• Short task: Reproduce the listing below in its entirety. Change nothing.

• Data section:
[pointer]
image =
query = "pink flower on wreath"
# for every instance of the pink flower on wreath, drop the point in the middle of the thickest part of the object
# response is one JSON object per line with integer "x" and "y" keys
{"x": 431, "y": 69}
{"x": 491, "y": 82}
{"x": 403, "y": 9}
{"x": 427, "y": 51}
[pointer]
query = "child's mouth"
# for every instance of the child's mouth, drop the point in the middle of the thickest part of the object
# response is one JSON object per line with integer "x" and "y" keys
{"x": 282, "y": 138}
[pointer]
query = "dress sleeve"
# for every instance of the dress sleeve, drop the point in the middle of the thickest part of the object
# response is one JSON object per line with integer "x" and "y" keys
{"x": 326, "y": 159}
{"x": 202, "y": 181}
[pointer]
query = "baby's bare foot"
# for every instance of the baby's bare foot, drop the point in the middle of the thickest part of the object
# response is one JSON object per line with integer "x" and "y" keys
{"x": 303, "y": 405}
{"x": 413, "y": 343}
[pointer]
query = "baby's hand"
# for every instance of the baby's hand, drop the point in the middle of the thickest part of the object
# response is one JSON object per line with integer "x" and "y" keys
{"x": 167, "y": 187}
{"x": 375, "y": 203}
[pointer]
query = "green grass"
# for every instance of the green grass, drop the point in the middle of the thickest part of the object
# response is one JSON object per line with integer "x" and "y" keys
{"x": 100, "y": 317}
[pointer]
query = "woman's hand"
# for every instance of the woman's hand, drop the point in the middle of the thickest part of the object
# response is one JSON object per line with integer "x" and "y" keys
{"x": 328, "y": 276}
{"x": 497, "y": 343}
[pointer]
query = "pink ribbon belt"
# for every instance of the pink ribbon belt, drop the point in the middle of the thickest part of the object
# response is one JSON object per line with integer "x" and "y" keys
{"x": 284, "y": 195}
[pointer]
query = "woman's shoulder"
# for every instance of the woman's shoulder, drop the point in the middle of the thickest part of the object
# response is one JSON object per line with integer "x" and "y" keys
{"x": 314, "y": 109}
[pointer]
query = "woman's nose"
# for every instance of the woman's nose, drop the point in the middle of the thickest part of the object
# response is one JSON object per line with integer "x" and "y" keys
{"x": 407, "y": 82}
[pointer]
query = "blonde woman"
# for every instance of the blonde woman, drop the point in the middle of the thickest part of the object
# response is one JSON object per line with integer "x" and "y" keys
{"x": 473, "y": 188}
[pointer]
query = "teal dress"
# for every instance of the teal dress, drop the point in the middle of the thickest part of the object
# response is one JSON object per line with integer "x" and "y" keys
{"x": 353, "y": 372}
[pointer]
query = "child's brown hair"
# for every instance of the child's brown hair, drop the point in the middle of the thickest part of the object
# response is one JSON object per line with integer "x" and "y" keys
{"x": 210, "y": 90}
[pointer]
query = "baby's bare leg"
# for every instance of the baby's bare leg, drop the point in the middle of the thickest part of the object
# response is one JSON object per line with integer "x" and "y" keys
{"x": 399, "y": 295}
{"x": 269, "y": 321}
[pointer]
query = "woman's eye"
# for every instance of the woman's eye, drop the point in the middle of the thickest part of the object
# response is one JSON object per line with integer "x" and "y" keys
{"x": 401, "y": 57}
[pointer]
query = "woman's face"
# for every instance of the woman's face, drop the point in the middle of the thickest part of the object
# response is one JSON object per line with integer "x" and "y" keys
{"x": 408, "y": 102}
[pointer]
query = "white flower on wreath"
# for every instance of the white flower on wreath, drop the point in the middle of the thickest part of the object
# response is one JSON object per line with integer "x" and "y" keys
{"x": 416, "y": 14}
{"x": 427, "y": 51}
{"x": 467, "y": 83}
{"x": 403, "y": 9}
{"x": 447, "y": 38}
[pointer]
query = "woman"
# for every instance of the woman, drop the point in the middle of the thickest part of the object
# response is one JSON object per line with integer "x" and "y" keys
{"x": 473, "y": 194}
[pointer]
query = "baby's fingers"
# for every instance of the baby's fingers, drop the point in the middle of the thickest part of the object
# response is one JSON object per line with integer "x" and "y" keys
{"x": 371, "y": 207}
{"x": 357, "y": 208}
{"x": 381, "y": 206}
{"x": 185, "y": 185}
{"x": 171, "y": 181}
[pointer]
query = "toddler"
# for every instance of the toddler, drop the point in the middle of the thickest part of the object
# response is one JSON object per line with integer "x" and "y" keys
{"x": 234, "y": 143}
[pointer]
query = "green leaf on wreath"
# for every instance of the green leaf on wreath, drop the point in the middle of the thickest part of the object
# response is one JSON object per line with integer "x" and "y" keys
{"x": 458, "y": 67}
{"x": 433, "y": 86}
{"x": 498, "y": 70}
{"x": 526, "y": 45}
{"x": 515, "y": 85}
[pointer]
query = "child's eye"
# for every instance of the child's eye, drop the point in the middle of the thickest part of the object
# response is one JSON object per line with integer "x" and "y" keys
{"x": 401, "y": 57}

• Output for this exercise:
[pointer]
image =
query = "pink flower on wreath"
# for every instance of the pink flower on wreath, drop the point in the middle of the thickest part of the object
# response is one JSON object per line with integer "x" and "y" keys
{"x": 431, "y": 69}
{"x": 491, "y": 82}
{"x": 403, "y": 9}
{"x": 427, "y": 51}
[pointer]
query = "child's mouth"
# for every instance of the child's mouth, drop the point in the middle of the thickest part of the object
# response is one JSON object per line with integer "x" and "y" keys
{"x": 282, "y": 138}
[pointer]
query = "dress sleeve"
# for every instance of the dress sleeve, drop the point in the middle of the thickest part of the object
# response is one JSON object per line with integer "x" and "y" keys
{"x": 326, "y": 159}
{"x": 202, "y": 181}
[pointer]
query = "baby's bare foot"
# for every instance of the baby's bare foot, drop the point in the middle of the thickest part of the object
# response is one JSON object per line with integer "x" and "y" keys
{"x": 303, "y": 405}
{"x": 413, "y": 343}
[pointer]
query = "baby's hand"
# for every instance of the baby's hand, drop the point in the middle of the thickest part of the object
# response is one JSON object per line with integer "x" and "y" keys
{"x": 167, "y": 187}
{"x": 375, "y": 203}
[pointer]
query = "green grass"
# for every instance of the green grass, drop the point in the middle of the thickest part of the object
# response is one JSON object per line with integer "x" and "y" keys
{"x": 100, "y": 317}
[pointer]
query = "woman's hand"
# for every instance of the woman's hand, drop the point in the middle of the thickest part of the object
# response is one JSON object per line with integer "x" and "y" keys
{"x": 328, "y": 276}
{"x": 497, "y": 343}
[pointer]
query = "pink ribbon belt"
# for every instance of the pink ribbon belt, drop the point in the middle of the thickest part of the object
# response is one JSON object per line with integer "x" and "y" keys
{"x": 284, "y": 195}
[pointer]
query = "woman's shoulder"
# for every instance of the woman's shoulder, drop the point in the middle of the thickest part of the object
# response is one JSON object per line with integer "x" and "y" keys
{"x": 314, "y": 109}
[pointer]
query = "woman's nose"
# for every instance of the woman's nose, drop the point in the middle of the thickest part of the object
# response is one JSON object per line with integer "x" and "y" keys
{"x": 407, "y": 82}
[pointer]
query = "blonde woman"
# for every instance of the blonde woman, drop the point in the middle of the thickest part of the object
# response is one JSON object per line with integer "x" and "y" keys
{"x": 473, "y": 188}
[pointer]
query = "teal dress"
# for every instance of the teal dress, drop the point in the middle of the thickest part of the object
# response is one JSON object per line with integer "x" and "y" keys
{"x": 353, "y": 372}
[pointer]
query = "child's brown hair"
# for every instance of the child's brown hair, drop the point in the middle of the thickest part of the object
# response is one JSON object per line with integer "x" and "y" keys
{"x": 210, "y": 90}
[pointer]
query = "baby's bare leg"
# for every instance of the baby's bare leg, drop the point in the middle of the thickest part of the object
# response is one JSON object per line with integer "x" and "y" keys
{"x": 399, "y": 295}
{"x": 269, "y": 321}
[pointer]
query = "woman's eye"
# for every instance of the woman's eye, drop the point in the middle of the thickest part of the object
# response is one JSON object per line with integer "x" and "y" keys
{"x": 401, "y": 57}
[pointer]
query = "woman's face"
# for every instance of the woman's face, drop the point in the middle of the thickest part of the object
# response is one JSON object per line with integer "x" and "y" keys
{"x": 408, "y": 102}
[pointer]
query = "white flower on wreath"
# for every instance of the white flower on wreath, drop the point in the middle of the thickest part of the object
# response is one JSON object per line with integer "x" and "y" keys
{"x": 416, "y": 14}
{"x": 427, "y": 51}
{"x": 467, "y": 83}
{"x": 403, "y": 9}
{"x": 447, "y": 38}
[pointer]
query = "woman"
# for every instance of the woman, drop the point in the middle of the thickest part of the object
# response is one JSON object per line with integer "x" and "y" keys
{"x": 473, "y": 194}
[pointer]
query = "baby's fingers"
# for every instance of the baby's fingers, drop the point in the middle of the thickest part of the object
# response is one JSON object per line with integer "x" and "y" keys
{"x": 371, "y": 207}
{"x": 357, "y": 208}
{"x": 381, "y": 206}
{"x": 185, "y": 185}
{"x": 171, "y": 181}
[pointer]
query = "toddler"
# for every instance of the toddler, drop the point in the middle of the thickest part of the object
# response is one JSON object per line with integer "x" and "y" keys
{"x": 234, "y": 143}
[pointer]
query = "green leaf on wreath"
# for every instance of the green leaf on wreath, drop the point in the middle of the thickest part of the object
# response is one JSON object per line with integer "x" and "y" keys
{"x": 458, "y": 67}
{"x": 433, "y": 86}
{"x": 498, "y": 70}
{"x": 526, "y": 45}
{"x": 515, "y": 85}
[pointer]
query = "child's eye"
# for every instance of the child's eye, drop the point in the middle of the thickest part of the object
# response is one JSON object per line with integer "x" and "y" keys
{"x": 401, "y": 57}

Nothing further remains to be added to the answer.